## MATERIAL FOR THIS TASK:
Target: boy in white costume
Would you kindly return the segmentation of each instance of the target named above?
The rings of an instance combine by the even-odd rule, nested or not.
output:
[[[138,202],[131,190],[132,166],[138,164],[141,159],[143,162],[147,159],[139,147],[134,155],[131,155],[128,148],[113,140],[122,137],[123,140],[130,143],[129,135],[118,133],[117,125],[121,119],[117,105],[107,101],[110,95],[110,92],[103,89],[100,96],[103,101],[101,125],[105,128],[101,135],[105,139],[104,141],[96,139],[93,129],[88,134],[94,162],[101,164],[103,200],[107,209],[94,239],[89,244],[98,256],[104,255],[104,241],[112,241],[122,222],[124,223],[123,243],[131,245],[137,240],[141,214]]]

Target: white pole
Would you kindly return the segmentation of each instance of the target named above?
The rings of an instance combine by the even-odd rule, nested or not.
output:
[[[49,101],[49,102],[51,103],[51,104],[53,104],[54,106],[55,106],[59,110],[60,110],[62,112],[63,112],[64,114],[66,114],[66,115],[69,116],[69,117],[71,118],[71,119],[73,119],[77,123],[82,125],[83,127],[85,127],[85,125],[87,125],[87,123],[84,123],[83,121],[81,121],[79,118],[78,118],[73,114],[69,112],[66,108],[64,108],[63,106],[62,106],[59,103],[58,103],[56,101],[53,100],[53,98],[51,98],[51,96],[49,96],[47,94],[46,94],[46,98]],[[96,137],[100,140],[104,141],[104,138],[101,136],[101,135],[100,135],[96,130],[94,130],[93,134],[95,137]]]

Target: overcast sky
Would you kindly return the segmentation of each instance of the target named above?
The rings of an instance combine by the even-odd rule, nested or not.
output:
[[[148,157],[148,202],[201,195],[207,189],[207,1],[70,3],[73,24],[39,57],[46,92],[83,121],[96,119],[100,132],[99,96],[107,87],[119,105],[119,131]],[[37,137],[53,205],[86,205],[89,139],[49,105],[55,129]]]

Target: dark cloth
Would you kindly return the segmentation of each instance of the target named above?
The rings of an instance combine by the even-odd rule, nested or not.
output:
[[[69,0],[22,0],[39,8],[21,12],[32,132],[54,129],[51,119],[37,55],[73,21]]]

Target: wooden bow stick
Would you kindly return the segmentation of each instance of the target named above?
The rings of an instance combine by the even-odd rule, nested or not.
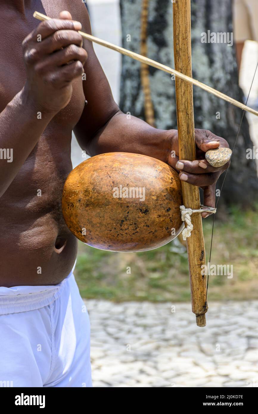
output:
[[[50,20],[51,19],[51,17],[49,17],[47,16],[45,16],[45,14],[43,14],[38,12],[34,12],[33,14],[33,16],[38,20],[42,21]],[[241,109],[246,111],[248,112],[251,112],[251,113],[253,113],[255,115],[258,116],[258,112],[257,111],[251,108],[249,108],[249,106],[247,106],[246,105],[244,105],[244,104],[236,101],[236,99],[234,99],[230,96],[228,96],[227,95],[225,95],[224,94],[222,94],[222,92],[219,92],[219,91],[216,91],[215,89],[211,88],[210,86],[208,86],[207,85],[205,85],[201,82],[199,82],[199,81],[196,80],[195,79],[193,79],[191,75],[190,76],[184,75],[183,73],[181,73],[180,71],[176,70],[175,69],[173,69],[171,67],[166,66],[162,63],[159,63],[157,62],[155,62],[155,60],[152,60],[151,59],[149,59],[148,58],[142,56],[141,55],[139,55],[134,52],[131,52],[131,51],[128,51],[127,49],[124,49],[123,48],[121,48],[120,46],[116,46],[116,45],[110,43],[109,42],[107,42],[105,40],[102,40],[97,37],[95,37],[94,36],[92,36],[91,34],[88,34],[87,33],[84,33],[84,32],[81,31],[79,31],[79,33],[82,37],[85,39],[87,39],[88,40],[89,40],[91,42],[94,42],[95,43],[97,43],[102,46],[104,46],[106,48],[116,51],[122,55],[128,56],[129,57],[132,58],[132,59],[134,59],[135,60],[138,60],[139,62],[141,62],[142,63],[148,65],[149,66],[153,66],[153,67],[156,67],[157,69],[160,69],[164,72],[170,73],[170,75],[174,75],[176,77],[178,77],[180,79],[183,79],[183,80],[186,81],[186,82],[192,84],[193,85],[195,85],[196,86],[198,86],[199,88],[204,89],[204,90],[206,91],[210,94],[212,94],[212,95],[214,95],[218,98],[220,98],[221,99],[224,99],[224,101],[231,104],[235,106],[238,106],[238,108],[240,108]]]
[[[177,71],[192,76],[190,0],[176,0],[173,3],[173,30],[175,67]],[[193,85],[176,77],[176,114],[179,159],[196,159]],[[182,182],[183,201],[187,208],[200,209],[199,188]],[[205,275],[201,274],[205,264],[205,248],[200,213],[192,216],[193,229],[187,239],[187,252],[191,287],[192,310],[198,326],[205,326],[206,302]]]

## PROBLEM DESCRIPTION:
Give back each entry exactly as it appears, with no pictures.

## FULL SOLUTION:
Target: boy in white costume
Would you kindly return the segmentation of each instance of the target named above?
The rings of an instance combine by the even-odd rule, nested or not.
output:
[[[138,202],[131,190],[132,166],[138,164],[141,159],[143,162],[147,159],[139,147],[134,155],[131,155],[128,148],[113,140],[122,137],[123,140],[130,143],[129,135],[118,133],[117,125],[121,119],[117,105],[107,101],[110,95],[110,92],[103,89],[100,96],[103,101],[101,125],[105,128],[101,135],[105,139],[104,141],[96,139],[93,129],[88,134],[94,162],[101,164],[103,200],[107,209],[94,239],[89,244],[98,256],[104,255],[104,241],[112,241],[122,222],[124,223],[123,243],[131,245],[137,240],[141,214]]]

Target: white pole
Would you kindly return the segmentation of each instance of the target named above?
The rings of an instance combine by the even-odd rule, nested or not.
output:
[[[49,101],[49,102],[51,103],[51,104],[53,104],[54,106],[55,106],[59,110],[60,110],[62,112],[63,112],[64,114],[66,114],[66,115],[69,116],[69,117],[71,118],[71,119],[73,119],[77,123],[82,125],[83,127],[85,127],[85,125],[87,125],[87,123],[84,123],[83,121],[81,121],[79,118],[78,118],[73,114],[69,112],[66,108],[64,108],[63,106],[62,106],[59,103],[58,103],[56,101],[53,100],[53,98],[51,98],[51,96],[49,96],[47,94],[46,94],[46,98]],[[96,137],[100,140],[104,141],[104,138],[101,136],[101,135],[100,135],[96,130],[94,130],[93,134],[95,137]]]

Target: overcast sky
Would you kindly return the segmentation of each instance of the target named above?
The rings of an instance combine by the even-odd rule, nested or not.
output:
[[[148,157],[148,202],[201,195],[207,189],[207,1],[70,3],[73,24],[39,57],[46,92],[83,121],[96,119],[100,132],[99,96],[107,87],[119,105],[119,131]],[[37,137],[53,205],[86,205],[89,139],[49,105],[55,129]]]

Target: dark cloth
Would you kindly return the segmentation of each instance of the target named above?
The rings of an instance combine by the even-odd rule, nested or not.
output:
[[[69,0],[22,0],[39,8],[21,12],[32,132],[54,129],[51,119],[37,55],[73,21]]]

Target: wooden bow stick
Would you kindly return the segmentation of each instance of the target named above?
The rings of an instance combine by the even-odd rule, nested or not.
output:
[[[50,20],[51,19],[51,17],[49,17],[47,16],[45,16],[45,14],[43,14],[38,12],[34,12],[33,14],[33,16],[38,20],[42,21]],[[241,109],[246,111],[248,112],[251,112],[251,113],[253,113],[255,115],[258,116],[258,112],[257,111],[251,108],[249,108],[249,106],[247,106],[246,105],[244,105],[244,104],[236,101],[236,99],[234,99],[230,96],[228,96],[227,95],[225,95],[224,94],[222,94],[222,92],[219,92],[219,91],[216,91],[215,89],[211,88],[210,86],[208,86],[207,85],[205,85],[201,82],[199,82],[199,81],[196,80],[195,79],[193,79],[191,75],[190,76],[184,75],[183,73],[181,73],[180,71],[176,70],[175,69],[173,69],[171,67],[166,66],[162,63],[159,63],[157,62],[155,62],[155,60],[152,60],[151,59],[149,59],[148,58],[142,56],[141,55],[139,55],[134,52],[131,52],[131,51],[128,51],[127,49],[124,49],[123,48],[121,48],[120,46],[116,46],[116,45],[110,43],[109,42],[107,42],[105,40],[102,40],[97,37],[95,37],[94,36],[92,36],[91,34],[88,34],[87,33],[84,33],[84,32],[81,31],[79,31],[79,33],[82,37],[85,39],[87,39],[88,40],[89,40],[91,42],[94,42],[95,43],[97,43],[102,46],[104,46],[106,48],[116,51],[122,55],[128,56],[129,57],[132,58],[132,59],[134,59],[135,60],[138,60],[139,62],[141,62],[142,63],[148,65],[149,66],[153,66],[153,67],[156,67],[157,69],[160,69],[164,72],[170,73],[170,75],[174,75],[176,77],[178,77],[180,79],[183,79],[183,80],[186,81],[186,82],[192,84],[193,85],[195,85],[196,86],[198,86],[199,88],[204,89],[204,90],[206,91],[210,94],[212,94],[212,95],[214,95],[218,98],[220,98],[221,99],[224,99],[224,101],[231,104],[235,106],[238,106],[238,108],[240,108]]]
[[[177,71],[192,76],[190,0],[176,0],[173,3],[173,30],[175,67]],[[193,85],[176,77],[176,114],[179,159],[196,159]],[[182,182],[183,201],[187,208],[200,209],[199,188]],[[205,275],[201,274],[205,264],[205,248],[200,213],[192,216],[193,229],[187,239],[187,252],[191,287],[192,310],[198,326],[205,326],[206,302]]]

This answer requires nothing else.